Bundesverfassungsgericht lehnt Eilantrag gegen EU-Corona-Hilfsfonds ab


Bundespräsident Steinmeier kann deutsches Ratifizierungsgesetz unterzeichnen

Das Bundesverfassungsgericht hat einen Eilantrag gegen das Ratifizierungsgesetz zum Corona-Hilfsfonds der Europäischen Union abgelehnt. Eine hohe Wahrscheinlichkeit für einen Verstoß gegen das Grundgesetz lasse sich nicht feststellen, teilte das Gericht am Mittwoch in Karlsruhe mit. Mit dem Beschluss ist der Weg für den Fonds zur Bekämpfung der wirtschaftlichen Folgen der Pandemie von deutscher Seite vorerst frei. (Az. 2 BvR 547/21)

Die EU-Kommission will dafür bis zu 750 Milliarden Euro am Kapitalmarkt aufnehmen. 390 Milliarden Euro sollen als Zuschüsse verteilt werden, die restlichen 360 Milliarden Euro als Kredite fließen. Der sogenannte Eigenmittelbeschluss, der die Kommission zu diesem Vorgehen ermächtigt, muss von allen Mitgliedsstaaten ratifiziert werden.

Bundestag und Bundesrat stimmten am 25. und 26. März zu. Daraufhin zog das “Bündnis Bürgerwille” um den Wirtschaftswissenschaftler und früheren AfD-Chef Bernd Lucke nach Karlsruhe. Lucke ist inzwischen Mitglied der Partei Liberal-Konservative Reformer. Das Bündnis will prüfen lassen, ob Deutschland überhaupt zustimmen darf, und reichte eine Verfassungsbeschwerde und einen Eilantrag ein.

Noch am 26. März verbot das Gericht Bundespräsident Frank-Walter Steinmeier, das Gesetz bis zur Entscheidung über eine einstweilige Anordnung zu unterschreiben. Diese Entscheidung fiel nun. Zwar sei der Antrag weder unzulässig noch offensichtlich unbegründet, teilte das Gericht mit. Es sei möglich, dass der Eigenmittelbeschluss in die “haushaltspolitische Gesamtverantwortung” des Bundestags eingreife. Sehr wahrscheinlich sei dies allerdings nicht.

Das Gericht entschied sich darum nach Abwägung möglicher Folgen gegen eine einstweilige Anordnung: Über die Verfassungsbeschwerde an sich wird in Karlsruhe noch beraten, diese Entscheidung steht also noch aus. Sollte das Gesetz tatsächlich verfassungswidrig sein, wären die Nachteile der nicht ergangenen einstweiligen Anordnung weniger schwer, als wenn dem Eilantrag stattgegeben würde und die Verfassungsbeschwerde sich am Ende als unbegründet herausstellen sollte, hieß es.

▶ _Extrahierte Daten_
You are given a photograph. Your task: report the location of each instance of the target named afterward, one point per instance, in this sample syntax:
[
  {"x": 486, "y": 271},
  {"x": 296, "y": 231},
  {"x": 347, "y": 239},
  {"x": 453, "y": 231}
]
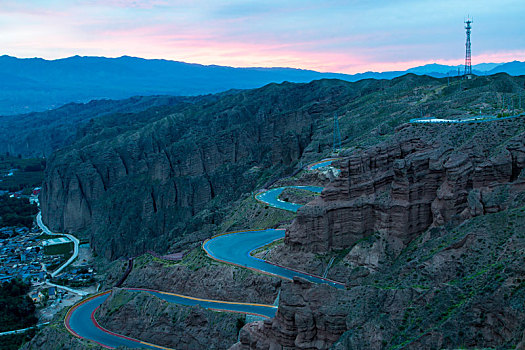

▶ _Arbeitsauftrag_
Gib aus dem Text über den Eilantrag gegen den EU-Corona-Hilfsfonds einen Abschnitt wörtlich aus. Beginne bei den Worten „Die EU-Kommission will“ und höre nach „Mitgliedsstaaten ratifiziert werden.“ auf. Die Zeilen werden hier nicht benötigt.

▶ _Lösung_
Die EU-Kommission will dafür bis zu 750 Milliarden Euro am Kapitalmarkt aufnehmen. 390 Milliarden Euro sollen als Zuschüsse verteilt werden, die restlichen 360 Milliarden Euro als Kredite fließen. Der sogenannte Eigenmittelbeschluss, der die Kommission zu diesem Vorgehen ermächtigt, muss von allen Mitgliedsstaaten ratifiziert werden.